• **Lezen en toepassen**:
1. Vertaal de volgende zin uit het tekstfragment in het Engels: "Ik sta achter mijn keuzes en ik wil nu ook zo leven."
2. Beantwoord aan de hand van het tekstfragment de volgende vragen:
(a) In welke plaats volgt de spreker nu catechisatielessen?
(b) Hoe vaak per week 'moet' men volgens de spreker in de wereld ten minste stappen?
(c) Bij wie dienen jongeren met vrienden uit de kerk volgens de spreker steun te zoeken met hun vragen?
3. Neem uit het tekstfragment het gedeelte over dat opent met de woorden "Zou je weer" en sluit met "kerk willen nemen?".

• **Tekstfragment**:
In Opperdoes volg ik nu ook catechisatielessen. In overleg met de dominee doe ik mee met de belijdeniscatechisanten. Ik merk dat ik een grote achterstand heb. Ik moet nog veel leren.”
En de regeltjes?
„Daar kijk ik nu heel anders tegen aan. Ik ervaar niet eens regeltjes meer. Niets móét. Ik sta achter mijn keuzes en ik wil nu ook zo leven. Seks voor het huwelijk hoeft van mij bijvoorbeeld niet meer.”
Zou je weer terug willen naar je oude leventje?
„Nee, nooit. In de wereld vond ik het geluk niet. Het is er leeg en zondig. De dingen die ik gedaan heb, zijn verkeerd. Ik kan ze voor God niet verantwoorden. Wat ik nu ook inzie: het zich afzetten tegen regels in de kerk is eigenlijk onzin. De wereld heeft namelijk net zo goed zijn regeltjes. Bijvoorbeeld dat je ten minste twee keer per week ‘moet’ stappen.”
Wat zou je zeggen tegen jongeren die afscheid van de kerk willen nemen?
„Vergeet God en de Bijbel niet. Dat heb ik wel gedaan. En daar heb ik nu nog veel spijt van. En al lijkt het alsof je je gelukkig voelt, ik besefte pas later wat ik tekortgekomen ben. Het geluk van de wereld is niet wezenlijk. Je hebt er nooit genoeg van en moet het telkens opnieuw ervaren. Wees ook blij dat je naar de kerk mág gaan. En als je –in tegenstelling tot mij– wel vrienden hebt uit de kerk, zoek met je vragen steun bij elkaar.”

• **Gegeven materiaal**:
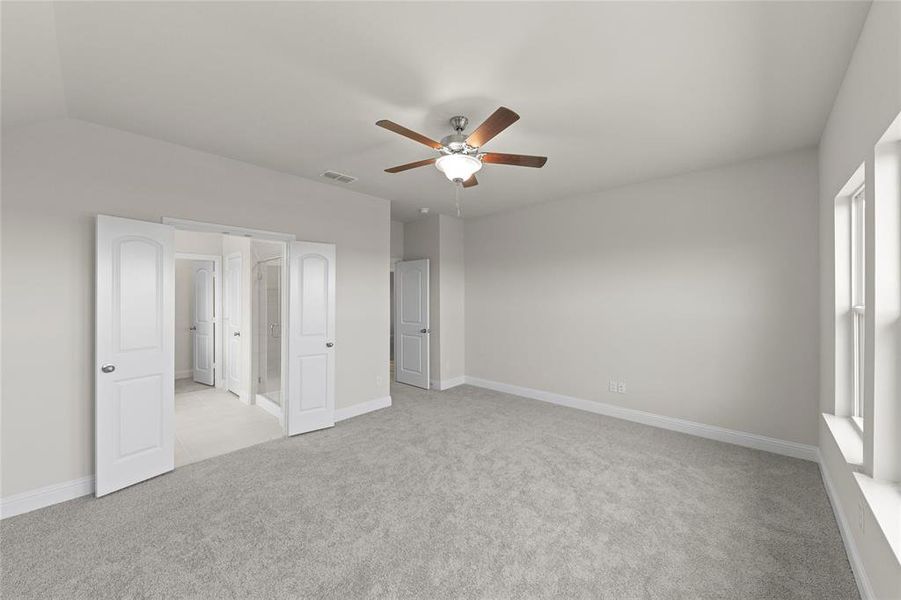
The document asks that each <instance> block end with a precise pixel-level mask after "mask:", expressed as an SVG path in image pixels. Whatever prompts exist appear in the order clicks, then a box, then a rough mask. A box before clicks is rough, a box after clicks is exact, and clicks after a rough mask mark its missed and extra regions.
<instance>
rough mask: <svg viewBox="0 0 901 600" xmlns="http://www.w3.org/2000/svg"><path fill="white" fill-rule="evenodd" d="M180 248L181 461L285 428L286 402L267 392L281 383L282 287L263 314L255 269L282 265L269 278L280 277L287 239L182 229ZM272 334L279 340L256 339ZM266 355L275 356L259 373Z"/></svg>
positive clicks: (178, 284) (195, 460) (176, 273)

• **Antwoorden per opdracht**:
1. I stand behind my choices and I now want to live that way as well.

2.
(a) In Opperdoes.
(b) Ten minste twee keer per week.
(c) Bij elkaar.

3.
Zou je weer terug willen naar je oude leventje?
„Nee, nooit. In de wereld vond ik het geluk niet. Het is er leeg en zondig. De dingen die ik gedaan heb, zijn verkeerd. Ik kan ze voor God niet verantwoorden. Wat ik nu ook inzie: het zich afzetten tegen regels in de kerk is eigenlijk onzin. De wereld heeft namelijk net zo goed zijn regeltjes. Bijvoorbeeld dat je ten minste twee keer per week ‘moet’ stappen.”
Wat zou je zeggen tegen jongeren die afscheid van de kerk willen nemen?